Exercise description »
Reproduce everything in the statement on the Senate Budget Proposal from "Health Access California opposes" down to "in the future.".

Selected excerpt »
The Senate Budget harms healthcare

Health Access California opposes the Senate Budget Proposal considered the morning of August 29th, 2008, which would significantly harm health care in California, now and in the future.

Here’s the health impacts of the Senate Budget Proposal:

* The proposal includes all the cuts agreed to by the Budget Conference Committee (AB1781). In health care, those cuts include more onerous reporting requirement for children’s coverage through Medi-Cal, and an increase in Healthy Families premiums, among other reductions. This is expected to deny coverage to over 250,000 children over the next three years.

* The Senate Budget Proposal includes even deeper cuts in health care and other vital services. In health care, this includes a delay in restoring the Medi-Cal provider rates until March of 2009. The Legislature and Governor made 10% cuts to provider rates earlier this year, but proposed to restore them. This would make additional hundreds of millions of dollars of cuts to California’s health care providers by delaying that restoration. (This is assuming, of course, that the State is successful in its appeal of a court decision that struck down the cut.)

* The budget relies on a *temporary* 1-cent sales tax, a revenue stream that will expire in three years. Since California’s health care needs are expected to grow, not shrink, in three years, this would likely force a budget crisis and additional cuts at that time in three years. At best, this only delays the inevitable decision to either revenues or make cuts permanently.

* Most concerning in the long view, the proposal makes permanent, problematic changes to the state’s budget process in exchange for a temporary tax increase that would leave the state facing significant budget shortfalls in 2011-12, if not sooner, and beyond.

— The so-called “reserve” that functions as a spending cap that would drain money away from health care, education, and other vital services, locking in inadequate funding levels–California is 51st in the nation in per-patient Medicaid spending—and as health costs rise, forcing additional cuts in the future, especially to health and human services.

— In particular, the proposal would give the Governor unprecedented power to make unilateral cuts mid-way through the budget year. This and future governors would be given sweeping power to cut payments to families and children, payments to providers of state-funded services, higher education, and other programs based on estimates prepared by the governor’s appointees.

Health Access California promotes quality, affordable health care for all Californians.

[Natural-language descriptions of regions]

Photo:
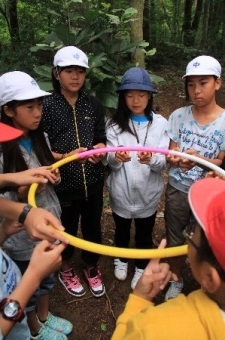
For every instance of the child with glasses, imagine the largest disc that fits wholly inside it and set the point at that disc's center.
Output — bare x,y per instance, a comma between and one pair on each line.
197,129
201,314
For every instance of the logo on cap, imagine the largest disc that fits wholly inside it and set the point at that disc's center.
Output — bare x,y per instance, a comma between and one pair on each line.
76,56
33,82
196,64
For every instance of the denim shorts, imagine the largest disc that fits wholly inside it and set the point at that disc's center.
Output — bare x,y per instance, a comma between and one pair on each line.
45,287
177,215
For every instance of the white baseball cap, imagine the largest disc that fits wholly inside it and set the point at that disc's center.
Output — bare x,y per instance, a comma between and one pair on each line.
17,85
203,66
70,55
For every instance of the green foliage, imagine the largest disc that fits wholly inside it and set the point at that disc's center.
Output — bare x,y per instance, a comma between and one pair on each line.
104,35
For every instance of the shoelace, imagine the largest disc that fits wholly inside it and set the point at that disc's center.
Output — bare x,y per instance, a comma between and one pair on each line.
71,281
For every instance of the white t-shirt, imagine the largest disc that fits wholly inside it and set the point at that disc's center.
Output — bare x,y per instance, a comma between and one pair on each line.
208,140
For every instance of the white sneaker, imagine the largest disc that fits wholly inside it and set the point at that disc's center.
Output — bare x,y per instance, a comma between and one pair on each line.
174,290
120,269
137,274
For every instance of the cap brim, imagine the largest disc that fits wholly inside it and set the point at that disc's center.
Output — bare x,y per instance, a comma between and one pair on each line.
33,94
200,74
136,87
201,195
8,133
68,63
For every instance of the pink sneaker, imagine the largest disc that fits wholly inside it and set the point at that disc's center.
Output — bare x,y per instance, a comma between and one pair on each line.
94,279
71,282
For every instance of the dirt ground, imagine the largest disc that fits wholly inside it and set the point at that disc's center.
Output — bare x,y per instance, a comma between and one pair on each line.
94,318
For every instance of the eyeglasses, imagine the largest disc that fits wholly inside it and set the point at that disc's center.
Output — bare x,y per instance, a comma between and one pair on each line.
189,232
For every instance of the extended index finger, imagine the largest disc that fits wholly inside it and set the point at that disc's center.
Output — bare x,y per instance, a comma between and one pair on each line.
153,265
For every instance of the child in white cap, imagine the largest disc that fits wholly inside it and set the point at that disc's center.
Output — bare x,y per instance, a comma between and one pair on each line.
201,314
21,107
135,181
74,121
197,129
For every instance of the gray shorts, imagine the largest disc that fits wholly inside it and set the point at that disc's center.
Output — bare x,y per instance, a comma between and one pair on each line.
177,215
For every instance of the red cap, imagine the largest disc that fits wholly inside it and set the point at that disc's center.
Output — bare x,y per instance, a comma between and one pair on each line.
7,133
207,201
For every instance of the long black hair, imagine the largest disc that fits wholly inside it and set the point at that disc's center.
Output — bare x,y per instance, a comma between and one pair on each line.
122,114
12,156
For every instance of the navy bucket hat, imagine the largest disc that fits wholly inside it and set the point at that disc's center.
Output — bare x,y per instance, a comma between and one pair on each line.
136,78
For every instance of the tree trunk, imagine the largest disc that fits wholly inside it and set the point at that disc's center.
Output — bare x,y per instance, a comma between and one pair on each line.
187,22
137,30
206,14
13,21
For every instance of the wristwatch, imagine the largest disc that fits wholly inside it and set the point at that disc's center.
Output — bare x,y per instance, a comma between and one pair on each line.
11,310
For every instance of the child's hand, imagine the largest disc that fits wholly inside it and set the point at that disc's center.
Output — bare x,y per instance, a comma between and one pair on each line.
75,152
214,174
10,227
154,278
94,159
122,156
46,259
173,159
57,177
186,164
144,157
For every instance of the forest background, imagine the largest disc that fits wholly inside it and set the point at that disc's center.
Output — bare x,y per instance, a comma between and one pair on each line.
115,34
160,35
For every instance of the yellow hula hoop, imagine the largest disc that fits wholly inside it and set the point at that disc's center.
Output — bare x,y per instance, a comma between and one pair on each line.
115,251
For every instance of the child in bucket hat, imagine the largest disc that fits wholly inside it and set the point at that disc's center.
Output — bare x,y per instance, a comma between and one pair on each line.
197,129
135,181
201,314
21,106
74,121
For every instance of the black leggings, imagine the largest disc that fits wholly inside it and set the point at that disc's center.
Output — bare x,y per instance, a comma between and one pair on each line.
89,213
143,235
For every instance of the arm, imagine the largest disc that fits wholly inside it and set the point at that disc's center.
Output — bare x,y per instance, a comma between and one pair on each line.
115,159
39,175
153,280
37,221
45,259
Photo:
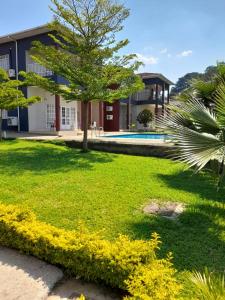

Response box »
Health Access California opposes the Senate Budget Proposal considered the morning of August 29th, 2008, which would significantly harm health care in California, now and in the future.